Isosteric enthalpy (Clausius-Clapeyron)¶
In order to calculate \(\Delta H_{ads}\), at least two isotherms which were taken at different temperatures are required.
First, make sure the data is imported.
[1]:
# import isotherms
%run import.ipynb
%matplotlib inline
# import the characterisation module
import pygaps.characterisation as pgc
Selected 5 isotherms with nitrogen at 77K
Selected 2 room temperature calorimetry isotherms
Selected 2 isotherms for IAST calculation
Selected 3 isotherms for isosteric enthalpy calculation
The file version is None while the parser uses version d546195. Strange things might happen, so double check your data.
Let's quickly plot the isotherms to see how they look. We put the temperature of the experiment in the legend by using the lgd_keys keyword.
[2]:
# import the graphing module
import pygaps.graphing as pgg
pgg.plot_iso(
isotherms_isosteric,
lgd_keys=['adsorbate', 'temperature'],
)
[2]:
<Axes: xlabel='Pressure [$bar$]', ylabel='Loading [$mmol\\/g^{-1}$]'>
The isotherms look good, except perhaps a bit of measurement error in the low pressure region.
The isosteric enthalpy calculation takes the list of the isotherms and returns the results as a dictionary. Using the verbose keyword, we also generate a graph that includes an error bar.
[3]:
result_dict = pgc.isosteric_enthalpy(isotherms_isosteric, verbose=True)
The inaccuracy in the low pressure region has contributed to the odd enthalpy curve. One other option would be to first fit a model to each isotherm, then use it for the enthalpy determination.
Let's try a Double Site Langmuir model and then re-run the isosteric calculation.

# Directive a
Count how many lines of the records contain the string "stick", treating uppercase and lowercase as different. Reply with the number only.

Source data:

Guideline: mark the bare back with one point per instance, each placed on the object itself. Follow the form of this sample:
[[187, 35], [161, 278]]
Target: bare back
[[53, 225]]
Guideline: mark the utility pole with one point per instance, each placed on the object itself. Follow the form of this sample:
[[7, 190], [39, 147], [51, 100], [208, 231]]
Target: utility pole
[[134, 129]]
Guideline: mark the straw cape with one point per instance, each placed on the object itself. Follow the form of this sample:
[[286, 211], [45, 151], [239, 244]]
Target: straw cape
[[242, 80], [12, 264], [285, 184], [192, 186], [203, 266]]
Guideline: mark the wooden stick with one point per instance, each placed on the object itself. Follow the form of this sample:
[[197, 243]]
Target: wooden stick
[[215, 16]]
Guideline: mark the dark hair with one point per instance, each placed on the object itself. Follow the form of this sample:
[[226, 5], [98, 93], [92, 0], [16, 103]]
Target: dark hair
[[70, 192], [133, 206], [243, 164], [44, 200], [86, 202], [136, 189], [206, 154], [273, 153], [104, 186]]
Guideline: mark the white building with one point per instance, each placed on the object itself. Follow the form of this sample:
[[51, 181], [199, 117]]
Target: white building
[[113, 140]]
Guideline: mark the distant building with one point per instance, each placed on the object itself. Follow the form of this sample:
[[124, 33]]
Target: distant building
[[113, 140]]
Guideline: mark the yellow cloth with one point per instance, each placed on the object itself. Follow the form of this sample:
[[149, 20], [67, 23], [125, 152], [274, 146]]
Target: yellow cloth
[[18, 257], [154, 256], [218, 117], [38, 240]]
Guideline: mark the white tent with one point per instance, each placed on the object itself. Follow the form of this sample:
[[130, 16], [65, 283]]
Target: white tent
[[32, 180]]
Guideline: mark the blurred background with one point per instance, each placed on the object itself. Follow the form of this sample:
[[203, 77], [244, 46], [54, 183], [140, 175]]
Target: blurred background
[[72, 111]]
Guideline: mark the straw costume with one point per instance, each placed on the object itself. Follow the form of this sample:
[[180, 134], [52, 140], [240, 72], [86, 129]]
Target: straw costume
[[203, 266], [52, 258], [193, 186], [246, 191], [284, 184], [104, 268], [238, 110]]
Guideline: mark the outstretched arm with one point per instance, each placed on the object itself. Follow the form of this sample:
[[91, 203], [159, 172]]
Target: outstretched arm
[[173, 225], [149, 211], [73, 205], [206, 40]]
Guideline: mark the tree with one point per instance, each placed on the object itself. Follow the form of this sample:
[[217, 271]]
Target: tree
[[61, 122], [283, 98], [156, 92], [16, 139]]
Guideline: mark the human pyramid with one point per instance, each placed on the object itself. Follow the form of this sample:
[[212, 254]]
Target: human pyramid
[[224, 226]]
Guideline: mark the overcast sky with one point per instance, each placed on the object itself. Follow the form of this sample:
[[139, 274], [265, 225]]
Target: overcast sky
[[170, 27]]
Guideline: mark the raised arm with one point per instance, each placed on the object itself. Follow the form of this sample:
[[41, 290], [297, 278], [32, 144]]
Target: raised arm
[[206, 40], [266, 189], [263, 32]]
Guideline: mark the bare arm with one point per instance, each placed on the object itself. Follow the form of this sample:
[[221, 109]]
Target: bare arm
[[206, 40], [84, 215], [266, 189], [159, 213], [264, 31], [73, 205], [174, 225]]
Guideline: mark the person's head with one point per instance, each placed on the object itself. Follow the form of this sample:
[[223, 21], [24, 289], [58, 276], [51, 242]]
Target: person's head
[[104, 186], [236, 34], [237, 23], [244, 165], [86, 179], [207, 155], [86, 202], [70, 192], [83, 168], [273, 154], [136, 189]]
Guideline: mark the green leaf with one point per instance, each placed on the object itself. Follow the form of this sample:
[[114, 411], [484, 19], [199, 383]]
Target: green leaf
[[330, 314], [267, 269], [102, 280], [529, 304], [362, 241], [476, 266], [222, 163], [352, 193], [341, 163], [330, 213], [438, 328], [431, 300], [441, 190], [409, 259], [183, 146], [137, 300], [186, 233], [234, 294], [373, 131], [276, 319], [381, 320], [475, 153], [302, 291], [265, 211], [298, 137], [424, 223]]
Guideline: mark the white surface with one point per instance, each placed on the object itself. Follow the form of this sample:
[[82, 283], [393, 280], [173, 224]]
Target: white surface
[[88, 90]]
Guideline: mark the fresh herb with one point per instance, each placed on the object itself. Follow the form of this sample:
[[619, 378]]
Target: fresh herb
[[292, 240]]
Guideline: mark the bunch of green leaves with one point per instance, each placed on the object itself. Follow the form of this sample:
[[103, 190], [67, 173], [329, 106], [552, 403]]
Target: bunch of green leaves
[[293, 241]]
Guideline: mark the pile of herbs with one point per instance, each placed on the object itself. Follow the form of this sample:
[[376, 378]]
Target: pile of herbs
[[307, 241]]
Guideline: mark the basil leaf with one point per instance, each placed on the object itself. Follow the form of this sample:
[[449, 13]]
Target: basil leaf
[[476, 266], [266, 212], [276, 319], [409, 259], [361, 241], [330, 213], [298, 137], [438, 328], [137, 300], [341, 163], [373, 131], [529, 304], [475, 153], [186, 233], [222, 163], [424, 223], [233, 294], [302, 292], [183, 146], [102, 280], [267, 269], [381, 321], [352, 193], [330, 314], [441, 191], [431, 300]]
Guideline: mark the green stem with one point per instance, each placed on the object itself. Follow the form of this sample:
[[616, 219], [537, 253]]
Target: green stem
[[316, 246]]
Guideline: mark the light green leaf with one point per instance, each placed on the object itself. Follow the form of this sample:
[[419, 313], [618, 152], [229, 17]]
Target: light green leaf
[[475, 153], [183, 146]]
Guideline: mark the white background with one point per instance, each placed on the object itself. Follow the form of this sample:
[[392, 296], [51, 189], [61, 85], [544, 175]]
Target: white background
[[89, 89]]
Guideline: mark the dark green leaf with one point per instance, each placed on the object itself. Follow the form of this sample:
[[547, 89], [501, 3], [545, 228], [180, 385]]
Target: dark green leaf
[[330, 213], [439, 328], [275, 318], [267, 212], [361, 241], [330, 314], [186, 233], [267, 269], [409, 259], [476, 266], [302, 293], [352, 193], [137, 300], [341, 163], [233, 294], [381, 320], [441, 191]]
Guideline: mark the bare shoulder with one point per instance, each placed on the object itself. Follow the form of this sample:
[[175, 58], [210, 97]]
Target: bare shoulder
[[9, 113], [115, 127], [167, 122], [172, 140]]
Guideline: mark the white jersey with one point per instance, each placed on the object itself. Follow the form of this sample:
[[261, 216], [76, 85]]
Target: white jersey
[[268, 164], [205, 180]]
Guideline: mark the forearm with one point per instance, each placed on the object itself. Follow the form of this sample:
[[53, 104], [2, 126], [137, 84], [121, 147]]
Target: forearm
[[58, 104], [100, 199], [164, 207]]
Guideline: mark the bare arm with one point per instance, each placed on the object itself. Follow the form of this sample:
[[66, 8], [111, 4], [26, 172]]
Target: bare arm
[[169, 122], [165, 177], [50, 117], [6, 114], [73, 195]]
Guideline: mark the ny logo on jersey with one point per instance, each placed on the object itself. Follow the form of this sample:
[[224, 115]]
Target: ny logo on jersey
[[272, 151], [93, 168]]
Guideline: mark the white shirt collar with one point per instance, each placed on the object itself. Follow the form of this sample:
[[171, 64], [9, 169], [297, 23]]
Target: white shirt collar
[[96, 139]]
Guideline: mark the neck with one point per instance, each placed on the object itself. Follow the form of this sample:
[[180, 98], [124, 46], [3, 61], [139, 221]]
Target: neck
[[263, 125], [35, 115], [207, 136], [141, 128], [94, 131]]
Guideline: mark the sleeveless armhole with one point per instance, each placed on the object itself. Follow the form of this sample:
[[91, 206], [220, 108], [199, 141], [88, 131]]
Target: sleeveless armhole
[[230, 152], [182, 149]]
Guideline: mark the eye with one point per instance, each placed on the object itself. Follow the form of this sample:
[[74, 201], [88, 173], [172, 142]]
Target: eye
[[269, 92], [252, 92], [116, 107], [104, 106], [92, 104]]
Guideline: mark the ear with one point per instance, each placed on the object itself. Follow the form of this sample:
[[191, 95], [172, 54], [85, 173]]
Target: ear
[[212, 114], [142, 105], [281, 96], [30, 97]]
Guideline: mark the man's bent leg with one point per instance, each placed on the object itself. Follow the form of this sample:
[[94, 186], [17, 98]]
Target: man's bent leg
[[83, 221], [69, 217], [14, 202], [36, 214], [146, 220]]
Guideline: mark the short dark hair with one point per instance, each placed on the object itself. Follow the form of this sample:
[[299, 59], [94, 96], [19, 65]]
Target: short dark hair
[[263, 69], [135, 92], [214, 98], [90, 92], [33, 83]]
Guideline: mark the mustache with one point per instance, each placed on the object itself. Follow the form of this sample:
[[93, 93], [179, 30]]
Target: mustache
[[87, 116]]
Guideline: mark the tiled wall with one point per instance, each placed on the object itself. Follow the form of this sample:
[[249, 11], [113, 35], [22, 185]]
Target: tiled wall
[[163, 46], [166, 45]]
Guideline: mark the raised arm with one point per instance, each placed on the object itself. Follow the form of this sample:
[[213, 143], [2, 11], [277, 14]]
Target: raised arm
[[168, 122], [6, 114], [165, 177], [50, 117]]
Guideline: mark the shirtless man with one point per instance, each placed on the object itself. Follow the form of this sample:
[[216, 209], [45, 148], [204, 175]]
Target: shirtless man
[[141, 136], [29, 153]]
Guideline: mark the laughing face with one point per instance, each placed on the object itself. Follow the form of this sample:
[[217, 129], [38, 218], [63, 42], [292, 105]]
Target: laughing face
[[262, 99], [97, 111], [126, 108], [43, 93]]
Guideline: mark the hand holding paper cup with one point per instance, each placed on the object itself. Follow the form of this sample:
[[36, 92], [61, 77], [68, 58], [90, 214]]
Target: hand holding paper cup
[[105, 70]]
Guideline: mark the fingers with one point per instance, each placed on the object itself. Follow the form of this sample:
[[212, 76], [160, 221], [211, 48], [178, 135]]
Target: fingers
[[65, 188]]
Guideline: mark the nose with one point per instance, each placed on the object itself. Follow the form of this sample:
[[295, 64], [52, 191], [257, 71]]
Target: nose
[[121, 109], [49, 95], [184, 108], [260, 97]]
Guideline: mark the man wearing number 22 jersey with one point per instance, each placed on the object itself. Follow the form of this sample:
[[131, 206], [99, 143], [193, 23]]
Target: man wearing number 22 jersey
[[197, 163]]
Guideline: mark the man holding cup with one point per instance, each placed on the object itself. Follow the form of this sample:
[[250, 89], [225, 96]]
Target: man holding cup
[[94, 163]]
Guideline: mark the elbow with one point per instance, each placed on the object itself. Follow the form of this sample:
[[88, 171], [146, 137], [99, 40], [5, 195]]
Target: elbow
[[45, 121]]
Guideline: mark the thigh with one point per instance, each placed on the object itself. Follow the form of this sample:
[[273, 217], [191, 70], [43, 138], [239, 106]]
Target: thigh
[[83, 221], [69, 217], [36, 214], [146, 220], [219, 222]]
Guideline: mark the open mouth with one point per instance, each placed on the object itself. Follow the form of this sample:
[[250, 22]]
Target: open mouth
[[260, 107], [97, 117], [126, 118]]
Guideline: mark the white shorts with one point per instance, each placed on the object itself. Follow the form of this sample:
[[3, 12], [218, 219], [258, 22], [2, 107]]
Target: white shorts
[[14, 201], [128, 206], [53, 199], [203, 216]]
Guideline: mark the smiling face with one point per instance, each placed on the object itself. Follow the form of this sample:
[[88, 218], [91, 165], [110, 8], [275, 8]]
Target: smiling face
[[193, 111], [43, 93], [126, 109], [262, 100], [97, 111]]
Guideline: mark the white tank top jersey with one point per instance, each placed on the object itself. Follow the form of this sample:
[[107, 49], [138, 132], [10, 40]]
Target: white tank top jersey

# Directive b
Print the stretch of the isosteric enthalpy tutorial from "Let's quickly plot" through "an error bar.".

# Complete output a
2

# Complete output b
Let's quickly plot the isotherms to see how they look. We put the temperature of the experiment in the legend by using the lgd_keys keyword.
[2]:
# import the graphing module
import pygaps.graphing as pgg
pgg.plot_iso(
isotherms_isosteric,
lgd_keys=['adsorbate', 'temperature'],
)
[2]:
<Axes: xlabel='Pressure [$bar$]', ylabel='Loading [$mmol\\/g^{-1}$]'>
The isotherms look good, except perhaps a bit of measurement error in the low pressure region.
The isosteric enthalpy calculation takes the list of the isotherms and returns the results as a dictionary. Using the verbose keyword, we also generate a graph that includes an error bar.